Provided records Start Marker

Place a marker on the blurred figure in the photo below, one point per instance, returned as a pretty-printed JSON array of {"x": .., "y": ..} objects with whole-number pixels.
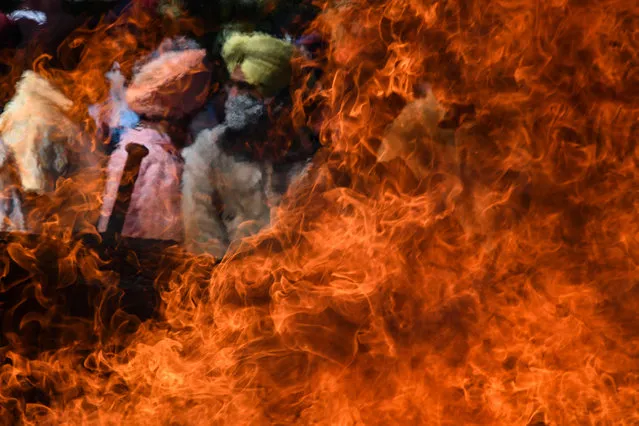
[
  {"x": 167, "y": 88},
  {"x": 235, "y": 173},
  {"x": 43, "y": 142},
  {"x": 113, "y": 117},
  {"x": 36, "y": 127},
  {"x": 11, "y": 214}
]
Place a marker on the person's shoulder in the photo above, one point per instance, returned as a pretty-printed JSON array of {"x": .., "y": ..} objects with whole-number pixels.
[{"x": 206, "y": 146}]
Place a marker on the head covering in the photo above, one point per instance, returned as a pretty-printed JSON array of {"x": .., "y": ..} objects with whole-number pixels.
[
  {"x": 172, "y": 82},
  {"x": 37, "y": 129},
  {"x": 264, "y": 60}
]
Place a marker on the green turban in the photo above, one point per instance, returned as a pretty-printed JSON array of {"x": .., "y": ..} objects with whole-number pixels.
[{"x": 264, "y": 60}]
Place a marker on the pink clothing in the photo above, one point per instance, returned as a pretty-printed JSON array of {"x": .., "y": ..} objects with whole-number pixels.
[{"x": 155, "y": 209}]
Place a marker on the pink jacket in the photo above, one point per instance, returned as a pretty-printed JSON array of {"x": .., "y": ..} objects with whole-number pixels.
[{"x": 155, "y": 209}]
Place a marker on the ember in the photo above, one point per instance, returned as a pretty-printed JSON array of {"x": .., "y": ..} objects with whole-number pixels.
[{"x": 463, "y": 249}]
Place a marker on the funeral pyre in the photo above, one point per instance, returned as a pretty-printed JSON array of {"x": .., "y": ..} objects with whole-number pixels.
[{"x": 464, "y": 249}]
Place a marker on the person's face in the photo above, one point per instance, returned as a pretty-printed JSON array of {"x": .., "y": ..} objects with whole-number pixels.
[{"x": 239, "y": 86}]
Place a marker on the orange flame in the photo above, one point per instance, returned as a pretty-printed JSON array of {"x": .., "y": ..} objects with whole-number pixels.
[{"x": 491, "y": 283}]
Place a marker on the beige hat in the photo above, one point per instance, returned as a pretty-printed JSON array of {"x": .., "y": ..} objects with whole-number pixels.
[{"x": 172, "y": 84}]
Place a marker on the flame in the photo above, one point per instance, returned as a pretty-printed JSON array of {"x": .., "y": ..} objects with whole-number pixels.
[{"x": 491, "y": 282}]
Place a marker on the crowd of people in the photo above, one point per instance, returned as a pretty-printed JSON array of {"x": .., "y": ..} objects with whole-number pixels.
[{"x": 218, "y": 161}]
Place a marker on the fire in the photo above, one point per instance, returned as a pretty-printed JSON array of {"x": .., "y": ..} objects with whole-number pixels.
[{"x": 491, "y": 281}]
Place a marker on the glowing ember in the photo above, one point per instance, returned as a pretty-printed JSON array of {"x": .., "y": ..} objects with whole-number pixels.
[{"x": 491, "y": 280}]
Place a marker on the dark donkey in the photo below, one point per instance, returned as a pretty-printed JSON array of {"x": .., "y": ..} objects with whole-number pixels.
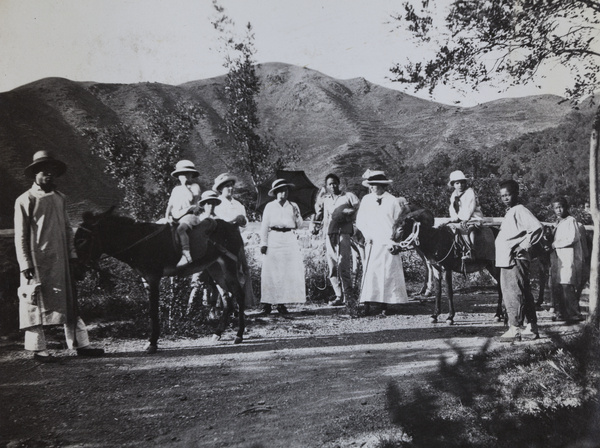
[
  {"x": 150, "y": 249},
  {"x": 415, "y": 231}
]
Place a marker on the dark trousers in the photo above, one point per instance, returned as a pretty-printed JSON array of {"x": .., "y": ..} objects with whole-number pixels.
[{"x": 516, "y": 293}]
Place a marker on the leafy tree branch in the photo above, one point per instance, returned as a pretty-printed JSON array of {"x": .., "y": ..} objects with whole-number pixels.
[{"x": 478, "y": 41}]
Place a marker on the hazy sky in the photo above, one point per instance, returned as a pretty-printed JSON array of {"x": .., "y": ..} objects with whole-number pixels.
[{"x": 173, "y": 41}]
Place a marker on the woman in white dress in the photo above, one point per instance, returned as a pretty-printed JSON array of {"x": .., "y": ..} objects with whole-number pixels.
[
  {"x": 383, "y": 276},
  {"x": 282, "y": 276}
]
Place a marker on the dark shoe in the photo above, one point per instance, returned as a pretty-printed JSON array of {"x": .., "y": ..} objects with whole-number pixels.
[
  {"x": 44, "y": 358},
  {"x": 267, "y": 308},
  {"x": 512, "y": 335},
  {"x": 531, "y": 332},
  {"x": 90, "y": 352},
  {"x": 281, "y": 309}
]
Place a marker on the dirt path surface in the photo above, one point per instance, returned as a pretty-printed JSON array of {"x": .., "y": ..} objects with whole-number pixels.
[{"x": 316, "y": 378}]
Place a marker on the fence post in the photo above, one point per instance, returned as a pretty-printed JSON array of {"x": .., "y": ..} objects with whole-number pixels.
[{"x": 595, "y": 211}]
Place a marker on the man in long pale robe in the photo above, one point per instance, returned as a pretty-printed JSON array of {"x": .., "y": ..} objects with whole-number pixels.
[
  {"x": 566, "y": 262},
  {"x": 383, "y": 274},
  {"x": 44, "y": 247},
  {"x": 518, "y": 232},
  {"x": 337, "y": 210}
]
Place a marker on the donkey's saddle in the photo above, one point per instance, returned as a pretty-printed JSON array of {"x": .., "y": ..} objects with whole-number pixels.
[{"x": 199, "y": 237}]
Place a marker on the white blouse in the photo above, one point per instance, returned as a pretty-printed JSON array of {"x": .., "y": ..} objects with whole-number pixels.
[{"x": 276, "y": 215}]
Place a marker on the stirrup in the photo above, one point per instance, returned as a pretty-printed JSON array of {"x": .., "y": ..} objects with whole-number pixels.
[{"x": 185, "y": 260}]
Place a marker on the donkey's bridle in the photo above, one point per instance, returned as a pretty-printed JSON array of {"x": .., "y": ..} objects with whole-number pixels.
[{"x": 412, "y": 239}]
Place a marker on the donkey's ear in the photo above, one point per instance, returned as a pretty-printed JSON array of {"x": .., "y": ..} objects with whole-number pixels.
[
  {"x": 108, "y": 212},
  {"x": 87, "y": 217}
]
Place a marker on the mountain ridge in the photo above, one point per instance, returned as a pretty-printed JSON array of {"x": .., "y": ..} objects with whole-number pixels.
[{"x": 344, "y": 126}]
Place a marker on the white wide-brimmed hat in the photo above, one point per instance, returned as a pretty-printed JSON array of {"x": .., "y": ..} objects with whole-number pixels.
[
  {"x": 44, "y": 158},
  {"x": 455, "y": 176},
  {"x": 278, "y": 185},
  {"x": 375, "y": 177},
  {"x": 185, "y": 166},
  {"x": 209, "y": 195},
  {"x": 223, "y": 178}
]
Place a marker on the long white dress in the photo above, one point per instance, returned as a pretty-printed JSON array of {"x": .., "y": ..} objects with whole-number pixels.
[
  {"x": 567, "y": 260},
  {"x": 282, "y": 276},
  {"x": 383, "y": 274}
]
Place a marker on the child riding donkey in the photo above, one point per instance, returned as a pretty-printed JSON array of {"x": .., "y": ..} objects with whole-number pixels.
[{"x": 474, "y": 240}]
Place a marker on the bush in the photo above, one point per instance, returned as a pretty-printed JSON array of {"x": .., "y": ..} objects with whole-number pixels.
[{"x": 542, "y": 396}]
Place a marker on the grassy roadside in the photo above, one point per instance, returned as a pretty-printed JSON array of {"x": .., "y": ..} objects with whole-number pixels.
[{"x": 543, "y": 395}]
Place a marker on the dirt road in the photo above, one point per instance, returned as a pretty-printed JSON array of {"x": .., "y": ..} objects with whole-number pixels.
[{"x": 314, "y": 379}]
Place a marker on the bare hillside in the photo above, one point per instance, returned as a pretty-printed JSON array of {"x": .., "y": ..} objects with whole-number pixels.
[{"x": 338, "y": 125}]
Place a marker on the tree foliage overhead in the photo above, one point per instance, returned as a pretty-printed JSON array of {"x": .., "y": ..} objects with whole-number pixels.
[
  {"x": 480, "y": 41},
  {"x": 249, "y": 150}
]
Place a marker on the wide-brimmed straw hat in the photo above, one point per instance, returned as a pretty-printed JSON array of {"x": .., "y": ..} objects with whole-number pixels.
[
  {"x": 375, "y": 177},
  {"x": 45, "y": 158},
  {"x": 185, "y": 166},
  {"x": 455, "y": 176},
  {"x": 209, "y": 195},
  {"x": 278, "y": 185},
  {"x": 223, "y": 178}
]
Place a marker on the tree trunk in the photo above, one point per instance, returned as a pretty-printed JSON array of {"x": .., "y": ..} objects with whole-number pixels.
[{"x": 595, "y": 211}]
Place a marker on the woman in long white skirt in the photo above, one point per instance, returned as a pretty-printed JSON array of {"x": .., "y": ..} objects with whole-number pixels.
[
  {"x": 282, "y": 276},
  {"x": 383, "y": 276}
]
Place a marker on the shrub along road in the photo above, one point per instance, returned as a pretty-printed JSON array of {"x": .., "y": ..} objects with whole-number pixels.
[{"x": 315, "y": 378}]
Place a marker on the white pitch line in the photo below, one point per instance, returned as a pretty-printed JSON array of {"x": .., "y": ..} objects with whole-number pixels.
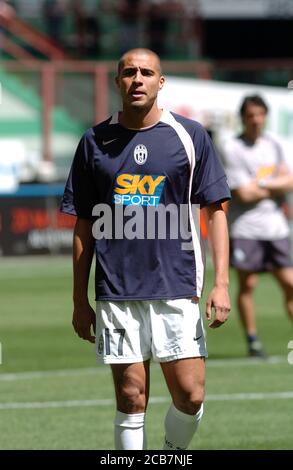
[
  {"x": 153, "y": 400},
  {"x": 233, "y": 362}
]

Provided records End Marker

## Instructions for the task
Find the line that contains "Place a marker on the shrub". Reproduce it and every later line of the records exactly, minus the pictures.

## Response to the task
Place a marker on the shrub along road in the photo above, one point per instance, returned as a pretty-printed JSON array of {"x": .., "y": ..} objects with whole-number pixels.
[{"x": 315, "y": 378}]
Place a marker on the white pitch line in the photo below, one point per instance, returned as a pretty-printed JSON array of {"x": .., "y": ..} objects with whole-number pixels.
[
  {"x": 153, "y": 400},
  {"x": 233, "y": 362}
]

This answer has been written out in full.